TASKS FOR THIS EXERCISE:
A. Say whether each statement agrees with the patch below. Answer yes or no for each, and quote the deciding words of the patch exactly.
(i) The patch changes a single file.
(ii) The patch is dated in 2024.
(iii) The patch is the second in a series of two.
B. In the patch below, which method declaration is split across two lines?

TEXT SECTION:
From bf7e690770586e4cd246737afd986445bbbbb9a1 Mon Sep 17 00:00:00 2001
From: Hansong Zhang <hsz@meta.com>
Date: Tue, 14 Oct 2025 10:26:36 -0700
Subject: [PATCH 2/2] Linter

---
 .../java/org/pytorch/executorch/extension/llm/LlmModule.java   | 3 ++-
 1 file changed, 2 insertions(+), 1 deletion(-)

diff --git a/extension/android/executorch_android/src/main/java/org/pytorch/executorch/extension/llm/LlmModule.java b/extension/android/executorch_android/src/main/java/org/pytorch/executorch/extension/llm/LlmModule.java
index beee5e806a8..3c586bf7577 100644
--- a/extension/android/executorch_android/src/main/java/org/pytorch/executorch/extension/llm/LlmModule.java
+++ b/extension/android/executorch_android/src/main/java/org/pytorch/executorch/extension/llm/LlmModule.java
@@ -227,7 +227,8 @@ public long prefillImages(float[] image, int width, int height, int channels) {
     return 0;
   }
 
-  private native int appendNormalizedImagesInput(float[] image, int width, int height, int channels);
+  private native int appendNormalizedImagesInput(
+      float[] image, int width, int height, int channels);
 
   /**
    * Prefill an LLaVA Module with the given text input.

DATA FOR REVIEW:
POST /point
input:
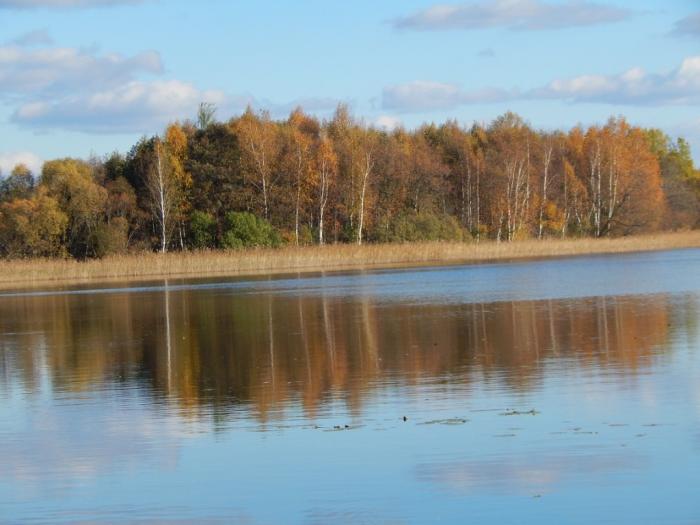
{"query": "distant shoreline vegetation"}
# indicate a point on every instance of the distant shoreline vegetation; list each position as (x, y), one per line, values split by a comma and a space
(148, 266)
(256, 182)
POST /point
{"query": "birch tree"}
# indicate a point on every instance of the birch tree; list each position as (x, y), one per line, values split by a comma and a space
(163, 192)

...

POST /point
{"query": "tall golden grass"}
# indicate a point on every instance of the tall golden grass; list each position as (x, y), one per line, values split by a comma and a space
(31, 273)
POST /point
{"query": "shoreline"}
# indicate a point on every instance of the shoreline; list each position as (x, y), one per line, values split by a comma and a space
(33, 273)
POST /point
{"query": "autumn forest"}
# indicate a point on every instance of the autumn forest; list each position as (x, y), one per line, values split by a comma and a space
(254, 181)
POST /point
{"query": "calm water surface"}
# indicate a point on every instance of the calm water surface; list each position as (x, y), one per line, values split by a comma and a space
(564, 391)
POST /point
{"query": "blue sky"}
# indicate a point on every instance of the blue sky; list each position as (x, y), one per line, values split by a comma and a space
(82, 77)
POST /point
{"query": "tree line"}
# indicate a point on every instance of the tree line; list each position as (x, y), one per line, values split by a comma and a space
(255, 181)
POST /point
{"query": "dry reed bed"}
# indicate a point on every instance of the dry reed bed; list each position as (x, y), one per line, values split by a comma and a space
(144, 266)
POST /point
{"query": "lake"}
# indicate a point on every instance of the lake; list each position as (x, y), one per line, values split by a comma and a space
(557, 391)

--

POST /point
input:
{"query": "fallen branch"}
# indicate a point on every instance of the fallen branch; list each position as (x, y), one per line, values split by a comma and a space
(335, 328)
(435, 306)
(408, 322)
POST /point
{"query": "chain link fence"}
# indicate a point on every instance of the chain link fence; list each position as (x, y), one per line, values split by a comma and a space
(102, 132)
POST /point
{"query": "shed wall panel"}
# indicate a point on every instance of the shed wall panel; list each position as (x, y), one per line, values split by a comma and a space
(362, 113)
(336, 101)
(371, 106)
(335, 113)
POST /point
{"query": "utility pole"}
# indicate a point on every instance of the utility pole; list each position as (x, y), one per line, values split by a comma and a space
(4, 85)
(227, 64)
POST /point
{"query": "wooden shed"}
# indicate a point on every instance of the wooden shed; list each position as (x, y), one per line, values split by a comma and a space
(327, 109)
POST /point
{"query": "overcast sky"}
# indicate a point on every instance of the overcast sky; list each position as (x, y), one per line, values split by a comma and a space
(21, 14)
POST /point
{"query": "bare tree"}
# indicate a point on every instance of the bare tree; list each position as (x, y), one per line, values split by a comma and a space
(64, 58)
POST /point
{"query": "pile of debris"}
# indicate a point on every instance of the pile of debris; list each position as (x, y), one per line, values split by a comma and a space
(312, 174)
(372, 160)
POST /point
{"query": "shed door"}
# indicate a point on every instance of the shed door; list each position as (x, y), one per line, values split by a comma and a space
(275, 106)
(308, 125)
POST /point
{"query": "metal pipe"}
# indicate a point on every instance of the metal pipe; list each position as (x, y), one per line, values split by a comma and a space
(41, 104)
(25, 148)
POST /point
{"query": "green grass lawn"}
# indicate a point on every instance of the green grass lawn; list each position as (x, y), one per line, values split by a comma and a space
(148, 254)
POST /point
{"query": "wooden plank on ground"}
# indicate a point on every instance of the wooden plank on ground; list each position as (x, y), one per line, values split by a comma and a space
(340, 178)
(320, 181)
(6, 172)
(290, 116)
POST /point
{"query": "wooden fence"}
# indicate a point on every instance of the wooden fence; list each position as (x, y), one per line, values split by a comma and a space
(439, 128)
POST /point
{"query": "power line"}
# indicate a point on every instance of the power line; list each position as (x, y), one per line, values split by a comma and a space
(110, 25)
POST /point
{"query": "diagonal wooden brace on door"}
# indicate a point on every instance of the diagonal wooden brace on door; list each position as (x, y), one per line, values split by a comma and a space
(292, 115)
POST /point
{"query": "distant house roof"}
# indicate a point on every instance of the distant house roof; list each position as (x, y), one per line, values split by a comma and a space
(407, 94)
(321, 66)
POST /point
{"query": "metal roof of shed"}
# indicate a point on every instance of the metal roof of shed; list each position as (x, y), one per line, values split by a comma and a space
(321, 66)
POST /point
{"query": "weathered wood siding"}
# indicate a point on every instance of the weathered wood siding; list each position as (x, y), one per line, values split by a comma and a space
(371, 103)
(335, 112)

RESULTS IN ORDER:
A.
(i) Yes: "1 file changed, 2 insertions(+), 1 deletion(-)"
(ii) No: "Date: Tue, 14 Oct 2025 10:26:36 -0700"
(iii) Yes: "[PATCH 2/2] Linter"

B. The private native method appendNormalizedImagesInput.